Items from a data source:

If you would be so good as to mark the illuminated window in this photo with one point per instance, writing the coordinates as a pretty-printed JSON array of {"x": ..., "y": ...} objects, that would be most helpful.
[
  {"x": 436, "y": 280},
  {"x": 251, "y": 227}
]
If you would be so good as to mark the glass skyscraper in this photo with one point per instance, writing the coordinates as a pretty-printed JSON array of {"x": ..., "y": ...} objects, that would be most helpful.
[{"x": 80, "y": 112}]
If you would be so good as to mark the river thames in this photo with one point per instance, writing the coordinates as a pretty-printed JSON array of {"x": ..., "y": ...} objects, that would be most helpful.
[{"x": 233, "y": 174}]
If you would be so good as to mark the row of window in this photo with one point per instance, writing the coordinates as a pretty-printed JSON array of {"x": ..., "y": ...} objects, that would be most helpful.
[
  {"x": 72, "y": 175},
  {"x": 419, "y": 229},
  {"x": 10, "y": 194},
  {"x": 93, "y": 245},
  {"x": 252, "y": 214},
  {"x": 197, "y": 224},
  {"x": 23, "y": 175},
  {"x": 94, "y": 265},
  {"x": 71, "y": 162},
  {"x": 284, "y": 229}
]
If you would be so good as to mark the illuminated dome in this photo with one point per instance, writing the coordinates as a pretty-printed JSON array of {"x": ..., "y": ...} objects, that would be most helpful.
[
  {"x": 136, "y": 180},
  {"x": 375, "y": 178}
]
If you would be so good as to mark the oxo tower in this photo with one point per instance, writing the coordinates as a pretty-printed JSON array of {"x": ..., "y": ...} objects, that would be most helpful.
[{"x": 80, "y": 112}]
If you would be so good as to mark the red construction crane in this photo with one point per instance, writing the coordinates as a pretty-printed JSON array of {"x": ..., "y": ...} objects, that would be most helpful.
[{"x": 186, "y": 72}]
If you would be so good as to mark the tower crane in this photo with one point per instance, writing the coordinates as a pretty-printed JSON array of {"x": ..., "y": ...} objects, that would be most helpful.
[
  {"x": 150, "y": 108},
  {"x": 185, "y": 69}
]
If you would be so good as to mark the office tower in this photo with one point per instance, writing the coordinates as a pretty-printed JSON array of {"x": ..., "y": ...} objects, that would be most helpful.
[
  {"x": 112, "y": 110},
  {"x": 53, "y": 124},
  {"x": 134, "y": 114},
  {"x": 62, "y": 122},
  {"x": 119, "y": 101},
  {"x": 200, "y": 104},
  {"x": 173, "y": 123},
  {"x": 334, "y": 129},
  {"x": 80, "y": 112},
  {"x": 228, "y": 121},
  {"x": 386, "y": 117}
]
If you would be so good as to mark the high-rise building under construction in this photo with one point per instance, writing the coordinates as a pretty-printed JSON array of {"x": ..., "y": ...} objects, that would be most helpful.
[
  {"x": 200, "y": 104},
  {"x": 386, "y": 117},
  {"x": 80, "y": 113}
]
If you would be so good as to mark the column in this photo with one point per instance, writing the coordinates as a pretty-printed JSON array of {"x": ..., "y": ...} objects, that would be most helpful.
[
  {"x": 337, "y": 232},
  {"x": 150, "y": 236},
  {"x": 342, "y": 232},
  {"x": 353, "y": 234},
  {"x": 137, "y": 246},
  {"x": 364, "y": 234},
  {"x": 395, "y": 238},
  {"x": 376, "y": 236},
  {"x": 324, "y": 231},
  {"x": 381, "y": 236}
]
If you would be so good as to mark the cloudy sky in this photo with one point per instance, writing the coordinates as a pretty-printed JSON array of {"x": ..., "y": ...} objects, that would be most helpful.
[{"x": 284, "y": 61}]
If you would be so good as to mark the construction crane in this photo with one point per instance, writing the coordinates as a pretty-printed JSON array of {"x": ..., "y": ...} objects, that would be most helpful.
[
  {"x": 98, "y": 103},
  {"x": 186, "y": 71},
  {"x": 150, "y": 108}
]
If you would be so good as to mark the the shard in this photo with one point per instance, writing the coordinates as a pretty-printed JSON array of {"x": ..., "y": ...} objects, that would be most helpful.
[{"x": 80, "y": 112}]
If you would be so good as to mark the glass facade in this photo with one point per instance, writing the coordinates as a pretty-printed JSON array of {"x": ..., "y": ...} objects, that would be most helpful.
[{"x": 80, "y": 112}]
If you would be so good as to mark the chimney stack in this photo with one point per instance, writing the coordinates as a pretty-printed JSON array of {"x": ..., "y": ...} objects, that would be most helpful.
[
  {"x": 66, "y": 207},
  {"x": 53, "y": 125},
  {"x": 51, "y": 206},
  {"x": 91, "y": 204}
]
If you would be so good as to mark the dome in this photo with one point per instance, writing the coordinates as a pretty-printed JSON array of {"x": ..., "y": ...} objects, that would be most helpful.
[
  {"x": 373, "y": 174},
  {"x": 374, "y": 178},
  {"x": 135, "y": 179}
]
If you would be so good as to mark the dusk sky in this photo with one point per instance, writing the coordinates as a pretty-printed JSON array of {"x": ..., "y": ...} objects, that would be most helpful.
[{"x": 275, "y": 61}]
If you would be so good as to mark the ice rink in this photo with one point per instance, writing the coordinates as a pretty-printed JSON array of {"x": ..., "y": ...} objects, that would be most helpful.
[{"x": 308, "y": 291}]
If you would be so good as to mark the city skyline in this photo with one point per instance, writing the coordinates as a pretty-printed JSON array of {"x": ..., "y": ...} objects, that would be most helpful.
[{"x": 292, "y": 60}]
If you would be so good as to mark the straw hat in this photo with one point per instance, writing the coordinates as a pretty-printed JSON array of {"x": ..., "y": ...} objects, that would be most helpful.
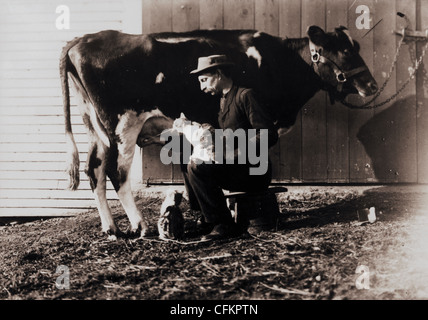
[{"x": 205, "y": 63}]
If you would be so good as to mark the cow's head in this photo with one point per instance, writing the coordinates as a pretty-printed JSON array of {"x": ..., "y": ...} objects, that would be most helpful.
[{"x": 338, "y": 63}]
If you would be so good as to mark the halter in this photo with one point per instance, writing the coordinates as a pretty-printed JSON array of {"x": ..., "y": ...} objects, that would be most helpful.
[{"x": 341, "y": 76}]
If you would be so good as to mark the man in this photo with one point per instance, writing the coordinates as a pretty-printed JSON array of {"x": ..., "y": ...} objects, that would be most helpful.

* * *

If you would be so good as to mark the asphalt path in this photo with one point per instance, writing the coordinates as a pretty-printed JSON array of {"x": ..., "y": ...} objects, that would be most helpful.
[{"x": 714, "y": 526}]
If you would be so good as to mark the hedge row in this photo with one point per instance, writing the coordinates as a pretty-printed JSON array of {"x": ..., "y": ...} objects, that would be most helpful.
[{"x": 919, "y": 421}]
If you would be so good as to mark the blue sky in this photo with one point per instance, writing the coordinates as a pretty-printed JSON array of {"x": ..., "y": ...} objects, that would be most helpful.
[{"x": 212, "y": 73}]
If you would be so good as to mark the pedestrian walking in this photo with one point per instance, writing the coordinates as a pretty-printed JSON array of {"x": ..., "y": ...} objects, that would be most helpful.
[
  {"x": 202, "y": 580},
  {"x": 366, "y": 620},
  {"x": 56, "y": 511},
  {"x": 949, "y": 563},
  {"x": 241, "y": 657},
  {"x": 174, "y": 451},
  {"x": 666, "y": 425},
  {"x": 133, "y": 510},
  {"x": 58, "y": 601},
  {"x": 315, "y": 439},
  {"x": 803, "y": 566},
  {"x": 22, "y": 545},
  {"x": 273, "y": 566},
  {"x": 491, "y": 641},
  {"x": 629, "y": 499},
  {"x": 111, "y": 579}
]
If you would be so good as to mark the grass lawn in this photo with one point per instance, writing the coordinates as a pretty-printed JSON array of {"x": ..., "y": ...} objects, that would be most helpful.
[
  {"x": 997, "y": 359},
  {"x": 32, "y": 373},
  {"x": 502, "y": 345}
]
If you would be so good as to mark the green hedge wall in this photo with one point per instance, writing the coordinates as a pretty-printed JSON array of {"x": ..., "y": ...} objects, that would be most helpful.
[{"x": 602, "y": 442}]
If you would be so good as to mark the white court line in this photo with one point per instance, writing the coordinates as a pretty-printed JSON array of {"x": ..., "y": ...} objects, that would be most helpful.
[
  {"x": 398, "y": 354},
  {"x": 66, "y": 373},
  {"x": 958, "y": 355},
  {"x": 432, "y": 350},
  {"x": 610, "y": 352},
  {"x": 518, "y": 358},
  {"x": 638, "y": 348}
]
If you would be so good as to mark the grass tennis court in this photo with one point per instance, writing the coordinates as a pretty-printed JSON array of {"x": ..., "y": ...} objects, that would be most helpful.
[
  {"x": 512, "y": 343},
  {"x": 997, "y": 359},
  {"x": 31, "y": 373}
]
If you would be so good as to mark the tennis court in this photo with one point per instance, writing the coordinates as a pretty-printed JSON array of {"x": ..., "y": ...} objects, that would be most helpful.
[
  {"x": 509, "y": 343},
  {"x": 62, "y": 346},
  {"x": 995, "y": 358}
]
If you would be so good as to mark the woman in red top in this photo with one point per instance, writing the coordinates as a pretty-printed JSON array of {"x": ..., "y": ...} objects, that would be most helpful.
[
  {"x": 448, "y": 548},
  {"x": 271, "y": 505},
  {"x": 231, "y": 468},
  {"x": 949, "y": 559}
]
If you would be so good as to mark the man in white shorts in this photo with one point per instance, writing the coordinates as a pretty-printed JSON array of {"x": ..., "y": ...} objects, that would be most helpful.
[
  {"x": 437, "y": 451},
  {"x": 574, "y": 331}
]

■ Task brief
Taking the entries above, write out exactly the lines starting with the line containing "If you would be so good as to mark the halter" and going on through the line containing "man in this", both included, and nothing else.

■ Answer area
If you would be so good as to mark the halter in this photo with one point per instance, writing the coordinates as a pretty-printed JSON array of {"x": ..., "y": ...} objects, that would be most helpful.
[{"x": 341, "y": 76}]
If you would be so good as to mark the man in this photo with one point per instance, writing the coordinates as a pretty-printed JSON array of {"x": ..., "y": ...} objects, that would be most helpful.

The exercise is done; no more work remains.